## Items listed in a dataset
◇ ◇ ◇
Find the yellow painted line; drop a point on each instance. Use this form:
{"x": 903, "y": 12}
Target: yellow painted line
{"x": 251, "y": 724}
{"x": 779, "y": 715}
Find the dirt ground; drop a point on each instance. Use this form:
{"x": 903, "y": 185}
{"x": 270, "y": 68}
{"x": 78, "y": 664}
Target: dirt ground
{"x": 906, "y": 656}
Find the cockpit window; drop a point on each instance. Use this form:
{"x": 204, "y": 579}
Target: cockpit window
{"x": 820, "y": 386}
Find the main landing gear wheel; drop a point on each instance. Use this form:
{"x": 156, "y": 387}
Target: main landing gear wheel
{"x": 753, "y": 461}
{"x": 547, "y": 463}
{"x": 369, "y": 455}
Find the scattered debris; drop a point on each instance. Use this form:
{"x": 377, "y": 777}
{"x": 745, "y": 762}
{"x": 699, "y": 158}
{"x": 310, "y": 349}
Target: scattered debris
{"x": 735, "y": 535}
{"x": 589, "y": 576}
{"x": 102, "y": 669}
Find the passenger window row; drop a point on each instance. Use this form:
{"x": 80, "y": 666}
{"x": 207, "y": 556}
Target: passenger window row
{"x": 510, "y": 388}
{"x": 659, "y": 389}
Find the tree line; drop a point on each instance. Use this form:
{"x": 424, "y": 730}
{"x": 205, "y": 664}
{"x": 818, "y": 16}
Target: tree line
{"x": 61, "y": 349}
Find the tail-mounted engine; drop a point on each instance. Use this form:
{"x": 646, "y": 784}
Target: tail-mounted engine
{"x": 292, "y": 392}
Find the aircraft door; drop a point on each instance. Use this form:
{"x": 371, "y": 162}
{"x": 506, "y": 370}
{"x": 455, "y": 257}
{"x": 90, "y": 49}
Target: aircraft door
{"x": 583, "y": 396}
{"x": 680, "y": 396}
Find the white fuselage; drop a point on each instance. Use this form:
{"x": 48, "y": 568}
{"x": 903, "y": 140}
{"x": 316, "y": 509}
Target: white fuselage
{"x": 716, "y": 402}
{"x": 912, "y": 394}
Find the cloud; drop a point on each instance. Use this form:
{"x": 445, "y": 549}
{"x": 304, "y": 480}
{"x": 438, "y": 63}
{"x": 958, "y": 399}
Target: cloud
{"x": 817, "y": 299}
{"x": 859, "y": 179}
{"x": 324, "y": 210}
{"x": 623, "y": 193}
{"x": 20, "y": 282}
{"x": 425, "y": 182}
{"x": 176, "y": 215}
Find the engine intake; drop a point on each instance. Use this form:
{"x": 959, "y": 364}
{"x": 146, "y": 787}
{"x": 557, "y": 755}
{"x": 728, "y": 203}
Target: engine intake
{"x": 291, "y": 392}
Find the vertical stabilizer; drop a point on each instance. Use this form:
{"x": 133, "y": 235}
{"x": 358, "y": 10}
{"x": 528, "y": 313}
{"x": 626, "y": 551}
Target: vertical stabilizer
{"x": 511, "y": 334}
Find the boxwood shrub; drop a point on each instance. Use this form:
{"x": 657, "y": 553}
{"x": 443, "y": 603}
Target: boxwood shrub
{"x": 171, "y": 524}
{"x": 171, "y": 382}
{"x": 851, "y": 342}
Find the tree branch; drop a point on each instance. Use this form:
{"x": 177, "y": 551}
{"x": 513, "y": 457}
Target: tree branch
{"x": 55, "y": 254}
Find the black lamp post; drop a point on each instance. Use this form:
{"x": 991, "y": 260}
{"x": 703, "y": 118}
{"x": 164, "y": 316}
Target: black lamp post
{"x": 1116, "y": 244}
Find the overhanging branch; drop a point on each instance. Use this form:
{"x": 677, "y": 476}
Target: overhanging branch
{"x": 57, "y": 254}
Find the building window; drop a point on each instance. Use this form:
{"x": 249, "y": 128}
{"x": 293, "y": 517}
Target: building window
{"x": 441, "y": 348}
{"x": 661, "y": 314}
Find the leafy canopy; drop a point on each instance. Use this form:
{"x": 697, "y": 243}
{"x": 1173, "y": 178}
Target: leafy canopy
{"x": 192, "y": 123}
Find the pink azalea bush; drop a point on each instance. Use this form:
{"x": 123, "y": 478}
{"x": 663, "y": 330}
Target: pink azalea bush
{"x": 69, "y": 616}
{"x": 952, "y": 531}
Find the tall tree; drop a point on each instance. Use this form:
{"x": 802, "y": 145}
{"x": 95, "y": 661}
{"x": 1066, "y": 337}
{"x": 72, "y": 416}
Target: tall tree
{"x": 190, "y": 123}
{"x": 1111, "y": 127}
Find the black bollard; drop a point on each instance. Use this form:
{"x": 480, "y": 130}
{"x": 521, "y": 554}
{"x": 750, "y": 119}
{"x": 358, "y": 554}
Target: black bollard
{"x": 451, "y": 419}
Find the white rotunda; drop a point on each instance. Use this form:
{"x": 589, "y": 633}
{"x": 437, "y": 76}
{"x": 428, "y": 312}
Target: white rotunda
◇ ◇ ◇
## Problem requirements
Every single record must be transcribed exactly as it stands.

## Result for this exercise
Find the yellow painted line; drop a point on each instance. Use this form:
{"x": 903, "y": 12}
Target: yellow painted line
{"x": 251, "y": 724}
{"x": 779, "y": 715}
Find the dirt ground; drop a point on each instance. Use this form:
{"x": 903, "y": 185}
{"x": 270, "y": 68}
{"x": 78, "y": 664}
Target: dirt ground
{"x": 906, "y": 656}
Find the cockpit window; drop a point on each instance. Use this form:
{"x": 204, "y": 579}
Target: cockpit window
{"x": 820, "y": 386}
Find the main landing gear wheel; drop a point on each instance. Use this form:
{"x": 156, "y": 387}
Target: main landing gear wheel
{"x": 753, "y": 461}
{"x": 547, "y": 463}
{"x": 369, "y": 455}
Find the scattered debris; drop a point on each instance. Use this form:
{"x": 377, "y": 777}
{"x": 745, "y": 762}
{"x": 699, "y": 158}
{"x": 310, "y": 349}
Target: scattered debris
{"x": 735, "y": 535}
{"x": 589, "y": 576}
{"x": 102, "y": 669}
Find the passenger window row; drop a point on each instance. Use this form:
{"x": 80, "y": 666}
{"x": 207, "y": 556}
Target: passenger window row
{"x": 510, "y": 388}
{"x": 659, "y": 389}
Find the tree line; drop a point on each instance. Use this form:
{"x": 424, "y": 730}
{"x": 205, "y": 664}
{"x": 818, "y": 16}
Target: tree line
{"x": 61, "y": 349}
Find the tail-mounted engine; drop a point on each instance. Use this form:
{"x": 646, "y": 784}
Target: tail-mounted engine
{"x": 292, "y": 392}
Find the aircraft door; drop a point on each instance. Use this form:
{"x": 371, "y": 162}
{"x": 506, "y": 370}
{"x": 455, "y": 257}
{"x": 90, "y": 49}
Target: aircraft door
{"x": 583, "y": 396}
{"x": 680, "y": 396}
Find the white fuselage; drop a point on each instance. Use this form:
{"x": 48, "y": 568}
{"x": 903, "y": 140}
{"x": 316, "y": 509}
Target: white fuselage
{"x": 716, "y": 402}
{"x": 912, "y": 394}
Find the cloud; drop a point on each instance. Use this form:
{"x": 445, "y": 549}
{"x": 304, "y": 480}
{"x": 438, "y": 63}
{"x": 958, "y": 399}
Target: cloud
{"x": 817, "y": 299}
{"x": 859, "y": 179}
{"x": 324, "y": 210}
{"x": 623, "y": 193}
{"x": 20, "y": 282}
{"x": 425, "y": 182}
{"x": 176, "y": 215}
Find the engine intake; drop a point on each instance. Use this form:
{"x": 959, "y": 364}
{"x": 146, "y": 787}
{"x": 557, "y": 755}
{"x": 728, "y": 203}
Target: engine intake
{"x": 291, "y": 392}
Find the vertical stabilizer; drop a point on each instance. Use this form:
{"x": 133, "y": 235}
{"x": 358, "y": 10}
{"x": 528, "y": 313}
{"x": 626, "y": 551}
Target: vertical stabilizer
{"x": 511, "y": 334}
Find the boxwood shrub; drop a point on each instance. Use this form:
{"x": 657, "y": 553}
{"x": 443, "y": 603}
Target: boxwood shrub
{"x": 171, "y": 524}
{"x": 171, "y": 382}
{"x": 851, "y": 342}
Find the tree branch; drop a point on each instance. Use this form:
{"x": 177, "y": 551}
{"x": 513, "y": 457}
Target: tree branch
{"x": 55, "y": 254}
Find the black lamp post; drop a point on each instance. Use this form:
{"x": 991, "y": 260}
{"x": 703, "y": 118}
{"x": 164, "y": 316}
Target: black lamp post
{"x": 1116, "y": 244}
Find the overhanging branch; drop a point on each instance. Use this form:
{"x": 677, "y": 476}
Target: overhanging branch
{"x": 57, "y": 254}
Find the building window; drop a point on each instance. Use this form:
{"x": 249, "y": 128}
{"x": 293, "y": 517}
Target: building window
{"x": 441, "y": 348}
{"x": 661, "y": 314}
Find the leafy canopy; drop a point on each instance. Use this form:
{"x": 697, "y": 243}
{"x": 1173, "y": 178}
Target: leafy canopy
{"x": 192, "y": 123}
Find the pink azalea bush; drop a point on each instance. Use this form:
{"x": 123, "y": 478}
{"x": 663, "y": 330}
Target: pink azalea bush
{"x": 69, "y": 616}
{"x": 952, "y": 531}
Find the tall tree; drop a point on each instance. Use this form:
{"x": 802, "y": 145}
{"x": 95, "y": 661}
{"x": 1066, "y": 337}
{"x": 72, "y": 416}
Target: tall tree
{"x": 190, "y": 123}
{"x": 1111, "y": 127}
Find the black bollard; drop a point on each instance. Use this form:
{"x": 480, "y": 130}
{"x": 521, "y": 554}
{"x": 750, "y": 119}
{"x": 358, "y": 554}
Target: black bollard
{"x": 451, "y": 419}
Find the white rotunda; drop a point on each instance. Use this form:
{"x": 589, "y": 633}
{"x": 437, "y": 76}
{"x": 428, "y": 312}
Target: white rotunda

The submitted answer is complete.